--- Start Provided information ---

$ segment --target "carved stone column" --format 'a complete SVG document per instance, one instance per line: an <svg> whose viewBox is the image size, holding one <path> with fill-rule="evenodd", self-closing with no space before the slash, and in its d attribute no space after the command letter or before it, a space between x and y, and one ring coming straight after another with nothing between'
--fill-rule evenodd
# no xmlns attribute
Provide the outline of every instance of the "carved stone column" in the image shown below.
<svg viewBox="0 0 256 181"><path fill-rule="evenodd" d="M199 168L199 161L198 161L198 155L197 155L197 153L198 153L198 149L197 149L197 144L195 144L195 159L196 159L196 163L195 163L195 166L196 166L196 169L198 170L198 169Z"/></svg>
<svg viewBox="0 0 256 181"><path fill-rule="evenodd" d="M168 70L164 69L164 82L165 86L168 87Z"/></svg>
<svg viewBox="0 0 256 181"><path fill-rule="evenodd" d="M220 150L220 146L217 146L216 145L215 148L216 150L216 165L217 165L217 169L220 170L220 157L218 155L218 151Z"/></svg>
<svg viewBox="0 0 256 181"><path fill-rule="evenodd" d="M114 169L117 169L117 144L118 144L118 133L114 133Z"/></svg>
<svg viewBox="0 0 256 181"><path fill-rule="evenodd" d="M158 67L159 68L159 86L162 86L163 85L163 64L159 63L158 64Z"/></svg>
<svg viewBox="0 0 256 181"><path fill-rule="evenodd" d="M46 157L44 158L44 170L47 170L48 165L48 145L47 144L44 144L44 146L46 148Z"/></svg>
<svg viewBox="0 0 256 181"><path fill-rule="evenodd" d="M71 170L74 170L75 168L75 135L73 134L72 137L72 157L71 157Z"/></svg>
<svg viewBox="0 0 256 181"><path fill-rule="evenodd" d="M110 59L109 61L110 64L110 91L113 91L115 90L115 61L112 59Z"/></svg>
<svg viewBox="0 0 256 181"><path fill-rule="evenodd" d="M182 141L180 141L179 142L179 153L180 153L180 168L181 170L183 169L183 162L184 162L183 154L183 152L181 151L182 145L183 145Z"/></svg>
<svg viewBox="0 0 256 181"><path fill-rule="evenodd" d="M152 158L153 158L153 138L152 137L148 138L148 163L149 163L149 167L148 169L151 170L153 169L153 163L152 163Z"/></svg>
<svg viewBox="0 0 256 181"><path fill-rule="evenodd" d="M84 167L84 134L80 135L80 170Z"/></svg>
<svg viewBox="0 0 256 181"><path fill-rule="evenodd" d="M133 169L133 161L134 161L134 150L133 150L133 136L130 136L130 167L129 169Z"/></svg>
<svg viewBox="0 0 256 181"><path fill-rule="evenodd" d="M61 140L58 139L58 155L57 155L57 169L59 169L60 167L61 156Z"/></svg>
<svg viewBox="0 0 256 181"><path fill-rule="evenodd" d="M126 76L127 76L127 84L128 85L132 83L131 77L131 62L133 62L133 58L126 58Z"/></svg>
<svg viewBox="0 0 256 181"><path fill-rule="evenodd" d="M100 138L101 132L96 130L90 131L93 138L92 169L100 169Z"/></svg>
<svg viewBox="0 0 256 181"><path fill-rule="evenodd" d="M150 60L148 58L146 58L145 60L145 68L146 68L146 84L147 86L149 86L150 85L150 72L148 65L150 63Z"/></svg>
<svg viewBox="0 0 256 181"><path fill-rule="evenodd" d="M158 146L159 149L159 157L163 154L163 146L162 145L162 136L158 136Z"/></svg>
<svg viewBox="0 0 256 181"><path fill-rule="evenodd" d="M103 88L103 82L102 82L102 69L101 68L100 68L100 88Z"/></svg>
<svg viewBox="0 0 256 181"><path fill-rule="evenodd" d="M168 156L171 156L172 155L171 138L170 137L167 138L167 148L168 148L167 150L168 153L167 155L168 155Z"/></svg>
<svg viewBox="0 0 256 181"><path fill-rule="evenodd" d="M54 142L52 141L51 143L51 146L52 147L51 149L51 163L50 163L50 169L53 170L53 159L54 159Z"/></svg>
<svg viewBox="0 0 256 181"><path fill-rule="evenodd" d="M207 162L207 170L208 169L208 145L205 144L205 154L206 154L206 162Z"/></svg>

--- End Provided information ---

Rewrite the data above with "carved stone column" replaced by "stone pillar" wherever it occurs, and leave everything else unchanged.

Response to this exercise.
$ segment --target "stone pillar" --format 'a complete SVG document per instance, one instance per line: an <svg> whose viewBox is the image size, holding one <path> with fill-rule="evenodd", self-closing with no space before the slash, and in its d attribute no space after the command letter or before it, a space between x and y, and one ring coming straight after another with nothing between'
--fill-rule evenodd
# no xmlns attribute
Provide the outline of every instance of the "stone pillar" in the image shown below.
<svg viewBox="0 0 256 181"><path fill-rule="evenodd" d="M199 168L199 161L198 161L198 155L197 155L197 153L198 153L198 149L197 149L197 144L195 144L195 159L196 159L196 163L195 163L195 166L196 166L196 169L198 170L198 169Z"/></svg>
<svg viewBox="0 0 256 181"><path fill-rule="evenodd" d="M168 70L164 69L164 82L165 86L168 87Z"/></svg>
<svg viewBox="0 0 256 181"><path fill-rule="evenodd" d="M220 150L220 146L217 146L216 145L215 148L216 150L216 165L217 165L217 169L220 170L220 157L218 155L218 151Z"/></svg>
<svg viewBox="0 0 256 181"><path fill-rule="evenodd" d="M114 169L117 169L117 144L118 144L118 133L114 133Z"/></svg>
<svg viewBox="0 0 256 181"><path fill-rule="evenodd" d="M158 67L159 68L159 86L162 86L163 85L163 64L159 63L158 64Z"/></svg>
<svg viewBox="0 0 256 181"><path fill-rule="evenodd" d="M46 157L44 158L44 170L47 170L48 165L48 145L47 144L44 144L44 146L46 148Z"/></svg>
<svg viewBox="0 0 256 181"><path fill-rule="evenodd" d="M71 170L74 170L75 168L75 135L73 134L72 137L72 157L71 157Z"/></svg>
<svg viewBox="0 0 256 181"><path fill-rule="evenodd" d="M110 59L109 61L110 64L110 91L113 91L115 90L115 61L112 59Z"/></svg>
<svg viewBox="0 0 256 181"><path fill-rule="evenodd" d="M182 141L180 141L179 142L179 153L180 153L180 168L181 170L183 169L183 162L184 162L183 154L183 152L181 151L182 145L183 145Z"/></svg>
<svg viewBox="0 0 256 181"><path fill-rule="evenodd" d="M152 158L153 158L153 138L152 137L148 138L148 163L149 163L149 167L148 169L151 170L153 169L153 163L152 163Z"/></svg>
<svg viewBox="0 0 256 181"><path fill-rule="evenodd" d="M84 167L84 134L80 135L80 170Z"/></svg>
<svg viewBox="0 0 256 181"><path fill-rule="evenodd" d="M133 169L133 161L134 161L134 150L133 150L133 136L130 136L130 167L129 169Z"/></svg>
<svg viewBox="0 0 256 181"><path fill-rule="evenodd" d="M61 140L58 139L58 155L57 155L57 169L59 169L60 167L61 156Z"/></svg>
<svg viewBox="0 0 256 181"><path fill-rule="evenodd" d="M126 76L127 76L127 84L128 85L132 83L131 77L131 62L133 62L133 58L126 58Z"/></svg>
<svg viewBox="0 0 256 181"><path fill-rule="evenodd" d="M100 138L101 132L96 130L90 131L93 138L92 169L100 169Z"/></svg>
<svg viewBox="0 0 256 181"><path fill-rule="evenodd" d="M150 60L148 58L146 58L145 60L145 68L146 68L146 84L147 86L149 86L150 85L150 72L148 65L150 63Z"/></svg>
<svg viewBox="0 0 256 181"><path fill-rule="evenodd" d="M158 146L159 149L159 157L163 154L163 146L162 145L162 136L158 136Z"/></svg>
<svg viewBox="0 0 256 181"><path fill-rule="evenodd" d="M103 88L103 82L102 82L102 69L101 68L100 68L100 88Z"/></svg>
<svg viewBox="0 0 256 181"><path fill-rule="evenodd" d="M168 156L171 156L172 155L171 138L170 137L167 138L167 148L168 148L167 150L168 153L167 155L168 155Z"/></svg>
<svg viewBox="0 0 256 181"><path fill-rule="evenodd" d="M54 142L52 141L51 143L51 146L52 147L51 149L51 163L50 163L50 169L53 170L53 159L54 159Z"/></svg>
<svg viewBox="0 0 256 181"><path fill-rule="evenodd" d="M207 162L207 170L208 169L208 145L205 144L205 154L206 154L206 162Z"/></svg>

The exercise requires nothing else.